- What is required -
Revise the material below so that "crop scouting" becomes "site survey" everywhere it occurs, leaving everything else untouched. Omit the pictures from your version.

[Location identification items]

▬▬▬▬▬▬▬▬▬▬

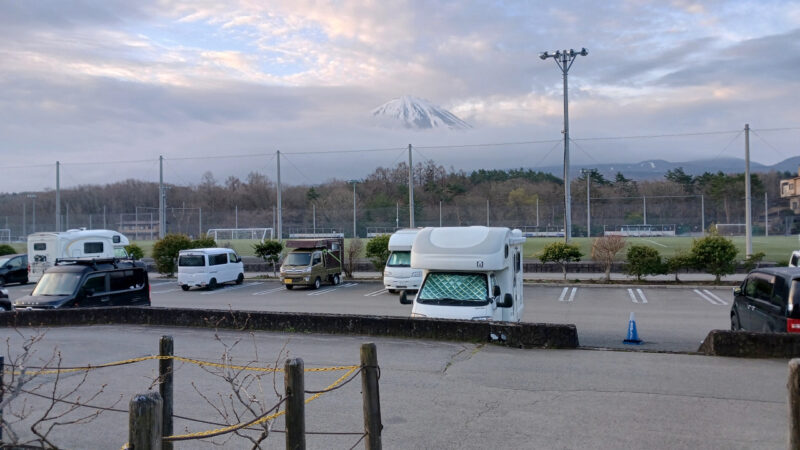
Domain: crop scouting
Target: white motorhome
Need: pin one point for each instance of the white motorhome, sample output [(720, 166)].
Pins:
[(45, 247), (209, 267), (469, 273), (399, 274)]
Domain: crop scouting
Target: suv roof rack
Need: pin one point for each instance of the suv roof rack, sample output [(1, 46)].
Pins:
[(88, 261)]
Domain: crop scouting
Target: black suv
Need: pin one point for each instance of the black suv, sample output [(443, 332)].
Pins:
[(84, 283), (13, 269), (768, 300)]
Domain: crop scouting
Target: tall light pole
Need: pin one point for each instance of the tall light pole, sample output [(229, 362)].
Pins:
[(354, 207), (564, 60), (588, 173), (33, 196)]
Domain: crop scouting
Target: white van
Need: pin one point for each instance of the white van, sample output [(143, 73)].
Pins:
[(45, 247), (209, 267), (398, 274), (469, 273)]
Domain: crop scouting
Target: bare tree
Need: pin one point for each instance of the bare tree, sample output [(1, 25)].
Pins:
[(604, 251)]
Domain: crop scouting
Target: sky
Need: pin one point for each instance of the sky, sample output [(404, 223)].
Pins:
[(107, 87)]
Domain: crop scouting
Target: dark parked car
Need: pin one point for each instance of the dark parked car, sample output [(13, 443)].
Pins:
[(768, 300), (13, 269), (5, 303), (82, 283)]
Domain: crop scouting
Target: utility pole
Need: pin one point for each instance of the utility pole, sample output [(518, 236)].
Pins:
[(588, 173), (280, 217), (410, 190), (58, 196), (564, 60), (747, 213)]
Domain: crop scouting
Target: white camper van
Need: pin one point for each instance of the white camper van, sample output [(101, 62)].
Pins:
[(209, 267), (398, 274), (469, 273), (44, 248)]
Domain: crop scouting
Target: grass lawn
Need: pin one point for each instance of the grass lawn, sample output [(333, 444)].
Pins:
[(777, 248)]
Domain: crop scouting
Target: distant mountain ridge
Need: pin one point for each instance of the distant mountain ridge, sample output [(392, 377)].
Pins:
[(416, 113), (656, 168)]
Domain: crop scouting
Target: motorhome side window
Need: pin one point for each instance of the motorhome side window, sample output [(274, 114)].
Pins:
[(92, 247), (215, 260)]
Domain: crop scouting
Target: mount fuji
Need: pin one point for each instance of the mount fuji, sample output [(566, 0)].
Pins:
[(416, 113)]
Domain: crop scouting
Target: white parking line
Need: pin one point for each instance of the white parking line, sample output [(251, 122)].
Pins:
[(231, 288), (633, 296), (376, 293), (572, 295), (721, 301), (705, 297)]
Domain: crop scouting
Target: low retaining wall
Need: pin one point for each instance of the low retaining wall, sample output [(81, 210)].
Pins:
[(522, 335), (745, 344)]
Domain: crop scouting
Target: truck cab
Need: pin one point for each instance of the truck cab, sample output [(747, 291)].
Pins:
[(310, 262), (469, 273)]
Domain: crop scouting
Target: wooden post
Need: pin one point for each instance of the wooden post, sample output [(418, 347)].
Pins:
[(794, 404), (144, 421), (295, 404), (165, 368), (371, 396)]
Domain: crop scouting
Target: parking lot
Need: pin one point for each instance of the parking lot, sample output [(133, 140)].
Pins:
[(667, 319)]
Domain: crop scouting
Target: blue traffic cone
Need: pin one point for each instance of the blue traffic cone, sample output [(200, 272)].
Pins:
[(633, 335)]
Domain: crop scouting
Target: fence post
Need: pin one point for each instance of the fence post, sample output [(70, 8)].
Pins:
[(165, 348), (371, 396), (295, 404), (144, 421), (794, 404)]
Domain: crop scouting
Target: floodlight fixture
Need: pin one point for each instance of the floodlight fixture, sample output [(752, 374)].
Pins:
[(564, 60)]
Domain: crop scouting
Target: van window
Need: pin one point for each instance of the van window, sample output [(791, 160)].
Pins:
[(191, 260), (399, 259), (126, 279), (215, 260), (92, 247)]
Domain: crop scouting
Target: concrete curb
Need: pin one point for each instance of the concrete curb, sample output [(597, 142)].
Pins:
[(746, 344), (521, 335)]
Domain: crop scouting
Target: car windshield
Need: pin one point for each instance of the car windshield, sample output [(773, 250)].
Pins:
[(454, 289), (298, 259), (191, 260), (399, 259), (57, 283)]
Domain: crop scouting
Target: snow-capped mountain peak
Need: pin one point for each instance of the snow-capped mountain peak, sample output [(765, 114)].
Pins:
[(417, 113)]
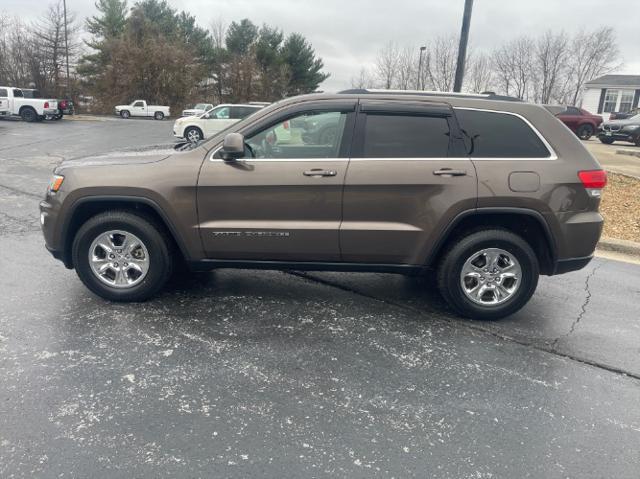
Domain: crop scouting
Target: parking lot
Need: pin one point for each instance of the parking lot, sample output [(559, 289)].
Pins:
[(271, 374)]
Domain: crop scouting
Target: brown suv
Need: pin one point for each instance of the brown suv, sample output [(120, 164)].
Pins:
[(489, 192)]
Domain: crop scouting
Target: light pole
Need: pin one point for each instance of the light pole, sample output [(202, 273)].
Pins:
[(462, 49), (419, 83)]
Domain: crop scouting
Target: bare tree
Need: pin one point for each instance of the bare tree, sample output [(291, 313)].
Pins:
[(440, 62), (387, 64), (480, 76), (363, 80), (592, 54), (549, 61)]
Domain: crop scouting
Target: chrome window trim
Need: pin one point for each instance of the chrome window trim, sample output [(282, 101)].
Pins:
[(552, 152)]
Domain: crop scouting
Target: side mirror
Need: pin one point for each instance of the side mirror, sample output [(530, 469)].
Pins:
[(232, 147)]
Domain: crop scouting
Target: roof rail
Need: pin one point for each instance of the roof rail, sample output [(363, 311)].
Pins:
[(479, 96)]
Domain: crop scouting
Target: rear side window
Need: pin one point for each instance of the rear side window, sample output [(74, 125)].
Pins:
[(405, 136), (490, 134)]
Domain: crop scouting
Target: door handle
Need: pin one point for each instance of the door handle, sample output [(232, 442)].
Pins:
[(320, 172), (450, 172)]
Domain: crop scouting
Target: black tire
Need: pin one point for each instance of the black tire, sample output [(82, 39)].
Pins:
[(585, 132), (450, 269), (28, 114), (192, 132), (151, 234)]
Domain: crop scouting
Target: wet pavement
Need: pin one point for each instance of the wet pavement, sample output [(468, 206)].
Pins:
[(271, 374)]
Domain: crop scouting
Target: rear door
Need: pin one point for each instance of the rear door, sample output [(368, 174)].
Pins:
[(406, 181), (283, 200)]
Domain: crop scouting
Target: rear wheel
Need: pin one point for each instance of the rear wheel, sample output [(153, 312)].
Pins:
[(121, 256), (488, 275), (585, 132), (193, 134), (28, 114)]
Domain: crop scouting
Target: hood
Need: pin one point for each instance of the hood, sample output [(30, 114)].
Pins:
[(138, 155)]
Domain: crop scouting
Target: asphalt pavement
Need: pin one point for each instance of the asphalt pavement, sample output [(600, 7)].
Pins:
[(273, 374)]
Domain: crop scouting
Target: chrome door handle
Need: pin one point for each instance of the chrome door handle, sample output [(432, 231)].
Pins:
[(320, 172), (450, 172)]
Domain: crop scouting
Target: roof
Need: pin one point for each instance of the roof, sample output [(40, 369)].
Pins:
[(616, 80)]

▬▬▬▬▬▬▬▬▬▬

- Correct output -
Domain: site survey
Target: white motorhome
Need: pin one point for each instance of the white motorhome, sample output [(720, 166)].
Pins:
[(45, 247), (209, 267), (469, 273), (399, 274)]
Domain: site survey
Target: suv roof rack
Need: pin one point for each instance of the suv roof rack, sample output [(1, 46)].
Pins:
[(88, 261)]
Domain: site survey
Target: black suv
Need: pin one point for each instance of the black suv, sample output [(443, 332)].
Pins:
[(84, 283), (13, 269), (768, 300)]
Domain: site survey
Target: tall light pole
Need: pin one point for each instance of the tall light pole, sample output [(229, 362)].
Pins:
[(354, 207), (564, 60), (588, 173), (33, 196)]
Domain: site survey
Target: white van
Need: pin one point for each instance of the white van, sample output [(143, 73)].
Pins:
[(45, 247), (209, 267), (398, 274), (469, 273)]
Domain: site survey
Target: bare tree
Need: pin one point for each instance of the bare tree, sample output [(1, 25)].
Pins:
[(604, 251)]
Domain: site survey
Target: sky
Need: pin one point for each instance of the sky, sample output [(404, 223)].
Pins:
[(107, 87)]
Domain: site survey
Target: dark parked car
Need: pin one point for each instance of the dark parked car, sample output [(13, 443)].
Pins:
[(768, 300), (13, 269), (5, 303), (82, 283)]
Domain: site survey
Target: utility pole
Need: pin one point for each instance of the utility pole, sample output [(518, 236)].
Pins:
[(588, 173), (280, 217), (410, 190), (58, 196), (564, 60), (747, 213)]
Domain: site survey
Target: white camper van
Need: pin one point for each instance of the white camper van, sample output [(101, 62)].
Pins:
[(209, 267), (398, 274), (469, 273), (44, 248)]
Domain: site survey
Target: grass lawn
Need: pin one point for each instance of the grass lawn, sample output [(333, 444)].
Pins:
[(777, 248)]
Domain: site survey
Target: distant mountain ridge
Need: pin one point for each instance of the distant mountain ridge, sample output [(392, 377)].
Pins:
[(416, 113), (656, 168)]
Domain: site survey
Target: motorhome side window
Need: pin one point for each instance of the motorhome side window, sample output [(274, 114)].
Pins:
[(92, 247), (215, 260)]
Domain: site survey
Target: mount fuji
Need: pin one point for each instance of the mount fuji, sample output [(566, 0)].
Pins:
[(416, 113)]
Domain: site survey
Target: white parking line
Need: pin one point for each instance of the white parking line, sample output [(251, 122)].
Pins:
[(231, 288), (633, 296), (376, 293), (572, 295), (721, 301), (705, 297)]
Domain: site survey
Target: low retaining wall
Need: pin one point for each instance of the low retaining wall, sample output [(81, 210)].
Pins:
[(522, 335), (745, 344)]
Domain: site survey
Target: truck cab
Need: pin one point for each instance of the truck cab, sample output [(747, 291)].
Pins:
[(310, 262), (469, 273)]
Domain: site survey
Target: wooden post
Need: pin one point for each instance of the wooden post, sample output [(418, 347)].
Pins:
[(794, 404), (144, 421), (295, 404), (165, 368), (371, 396)]
Domain: site survey
Target: parking lot
Need: pin one point for each instance of the parking lot, sample output [(133, 140)].
Pins:
[(667, 319)]
Domain: site survey
Target: blue traffic cone
Need: pin one point for each instance of the blue traffic cone, sample output [(200, 272)].
Pins:
[(633, 335)]
Domain: site survey
Target: fence post
Need: pin one point for each instance of the fence post, sample output [(70, 8)].
Pins:
[(165, 348), (371, 396), (295, 404), (144, 421), (794, 404)]
Domain: site survey
Target: floodlight fixture
Need: pin one point for each instance of the floodlight fixture, sample output [(752, 374)].
Pins:
[(564, 60)]
Domain: site survey
Target: van window
Need: pin one point for each instance of the van window, sample output [(791, 160)].
Pins:
[(191, 260), (399, 259), (126, 279), (215, 260), (92, 247)]
Domain: site survey
Target: concrete curb
Need: pin one point for each instance of the concrete curb, sample output [(597, 142)].
Pins:
[(746, 344), (521, 335)]
Domain: site survey
Target: car windshield
Need: pin one point for each instance of the car windshield, sample output [(773, 250)].
Pins:
[(454, 289), (298, 259), (191, 260), (399, 259), (57, 283)]
Domain: site survey
Target: snow-capped mountain peak
Need: pin one point for each instance of the snow-capped mountain peak, sample output [(765, 114)].
Pins:
[(417, 113)]
Domain: site survey
Target: parking lot
Need: pin one point for each instance of the parking lot, sample output [(559, 289)].
Pins:
[(271, 374)]
Domain: site survey
Target: brown suv
Need: pin one point for each instance of the brown suv, sample output [(120, 164)].
Pins:
[(489, 192)]
Domain: site survey
Target: light pole
Need: pin one point for each instance of the light pole, sample output [(202, 273)].
Pins:
[(462, 49), (419, 83)]
Domain: site survey
Target: bare tree
Need: pin one point for each instance of the bare tree, sample output [(291, 313)].
Pins:
[(440, 62), (387, 64), (480, 76), (363, 80), (592, 54), (549, 61)]
Domain: site survey
Target: chrome window trim
Need: pin one point for each instance of the chrome window trim, sample output [(282, 101)].
Pins:
[(552, 152)]
Domain: site survey
Target: side mirror
Need: pin one point for each instance of the side mirror, sample output [(530, 469)].
Pins:
[(232, 147)]
Domain: site survey
Target: roof rail
Need: pin one point for each instance of the roof rail, sample output [(363, 311)].
Pins:
[(479, 96)]
Domain: site survey
Target: rear side window
Need: pin one point for each instance of the rear side window, sample output [(74, 125)].
Pins:
[(405, 136), (490, 134)]
Domain: site survey
Target: door handle
Need: pin one point for each instance of the door handle, sample output [(232, 442)].
Pins:
[(320, 172), (450, 172)]
Domain: site survey
Target: black tire
Need: pin one point for each instance of the black tire, sample output [(82, 39)].
Pins:
[(585, 132), (450, 269), (28, 114), (192, 132), (151, 234)]
Domain: site survey
Target: wet pavement
Need: pin one point for each instance of the wet pavement, sample output [(468, 206)].
Pins:
[(271, 374)]
Domain: site survey
Target: rear door
Need: pin one point for each instance of the rear door, sample output [(368, 174)].
Pins:
[(406, 181), (283, 200)]
Domain: site survey
Target: rear wheel
Need: pin one point for each instance of the rear wheel, sample output [(153, 312)].
Pins:
[(121, 256), (488, 275), (585, 132), (193, 134), (28, 114)]
Domain: site survey
Target: hood
Need: pin one point for each instance of the hood, sample output [(30, 114)].
Pins:
[(138, 155)]
Domain: site survey
Target: asphalt pavement
Need: pin one point for each instance of the asphalt pavement, sample output [(600, 7)].
Pins:
[(273, 374)]
Domain: site survey
Target: chrome door handle
Need: pin one point for each instance of the chrome door handle, sample output [(432, 231)].
Pins:
[(320, 172), (450, 172)]
Domain: site survey
Target: roof
Need: pin one point for each instance of the roof, sample output [(40, 369)].
Pins:
[(616, 80)]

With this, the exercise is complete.